Задания:
**a.** Проверьте, согласуются ли с отрывком о площади Вогезов утверждения: (i) в 1793 году площадь называлась площадью Нераздельности; (ii) в дуэли 1614 года выжили двое её участников; (iii) Фронда существовала в 1648–1653 годах. На каждое ответьте «да» или «нет», дословно приведя решающие слова отрывка.
**b.** Перепишите из отрывка о площади Вогезов часть, которая открывается словами «Алиби - Андре» и завершается словами «перевезли в Версаль.», подставив «Людовик Четырнадцатый» на место «Людовик XIV».

Отрывок документа:
═══

Алиби - Андре Асиман
Затевать скандалы было любимым занятием, а главным оружием были не шпаги, а письма: подброшенные, перехваченные, скопированные, приписанные не тому отправителю; похищенные письма таскали туда-сюда, оставляя след, который неминуемо приводил к утрате репутации, а довольно часто и жизни — примером может служить Колиньи, — и в конечном счете к массовым беспорядкам. Рискуя избыточным упрощением, скажу: страсти достигали такого накала, что многие из тех, кто был так или иначе связан с площадью Вогезов до середины XVII века, в итоге вступили в ряды Фронды — антимонархической организации аристократов, существовавшей в 1648–1653 годах. То было последнее восстание аристократов против монархии, и Людовик XIV, король-солнце, никогда о нем не забывал. Чтобы аристократы больше не вздумали бунтовать, он проследил за тем, чтобы почти всех фрондеров перевезли в Версаль.
Площадь Вогезов, как и ее прославленные обитатели, остается клубком причудливейших переплетений памяти города. В 1605 году она носила название Королевской площади, после революции 1792 года стала площадью Федералов, в 1793-м — площадью Нераздельности, а в 1800-м, при Наполеоне, — площадью Вогезов. В 1814-м, после реставрации монархии, ей вернули исконное имя, в 1831-м она вновь стала зваться площадью Вогезов. После следующей революции, в 1852 году, ее снова стали именовать Королевской, а в 1870-м она окончательно стала площадью Вогезов. На площади так и роились интеллектуалы, писатели, аристократы, содержатели салонов и куртизанки. Она век за веком становилась свидетельницей заговоров, соперничества и дуэлей — самой знаменитой оказалась дуэль 1614 года, известная как «ночь факелов», между маркизом де Руийяк и Филиппом Юро, с которыми были их секунданты: каждый держал в одной руке шпагу, а в другой — горящий факел. Трое погибли; выжил один Руийяк, который и поселился после этого в доме № 2 тут же, на площади.

═══

Исходные материалы:
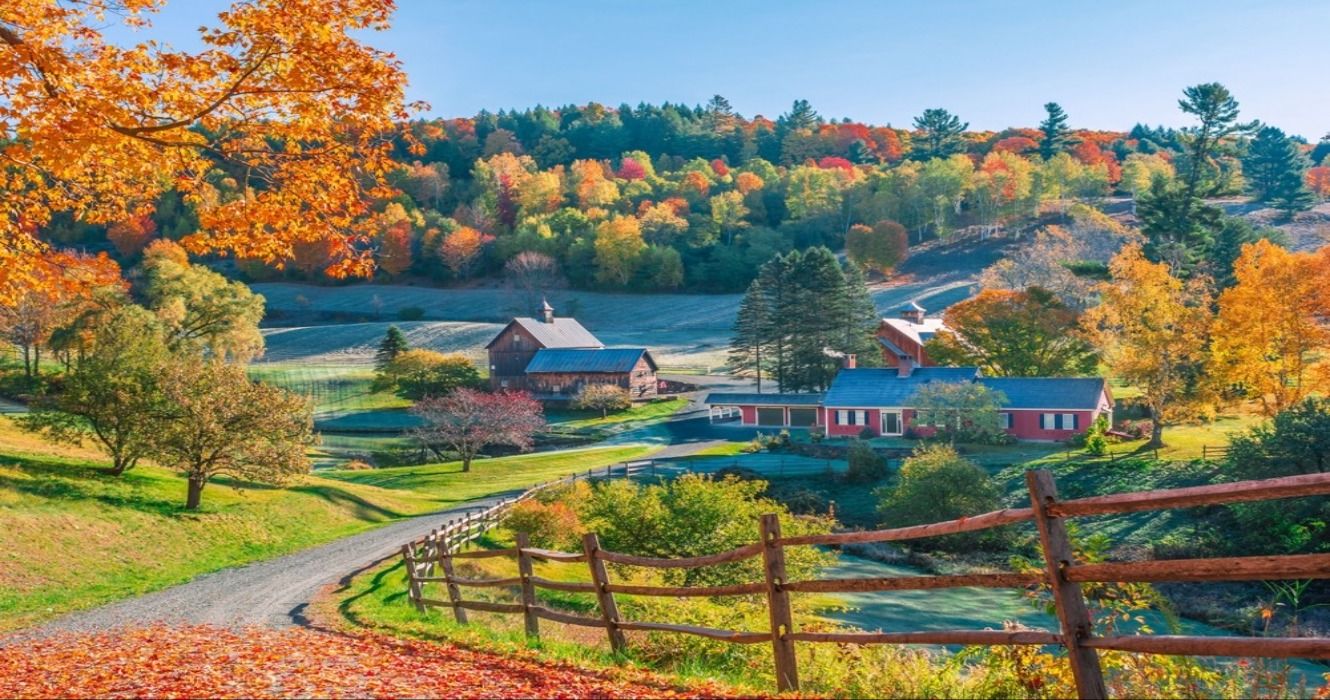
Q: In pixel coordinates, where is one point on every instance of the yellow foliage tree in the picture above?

═══

Результаты выполнения:
**a.**
(i) Да: «в 1793-м — площадью Нераздельности».
(ii) Нет: «Трое погибли; выжил один Руийяк».
(iii) Да: «существовавшей в 1648–1653 годах».

**b.**
Алиби - Андре Асиман
Затевать скандалы было любимым занятием, а главным оружием были не шпаги, а письма: подброшенные, перехваченные, скопированные, приписанные не тому отправителю; похищенные письма таскали туда-сюда, оставляя след, который неминуемо приводил к утрате репутации, а довольно часто и жизни — примером может служить Колиньи, — и в конечном счете к массовым беспорядкам. Рискуя избыточным упрощением, скажу: страсти достигали такого накала, что многие из тех, кто был так или иначе связан с площадью Вогезов до середины XVII века, в итоге вступили в ряды Фронды — антимонархической организации аристократов, существовавшей в 1648–1653 годах. То было последнее восстание аристократов против монархии, и Людовик Четырнадцатый, король-солнце, никогда о нем не забывал. Чтобы аристократы больше не вздумали бунтовать, он проследил за тем, чтобы почти всех фрондеров перевезли в Версаль.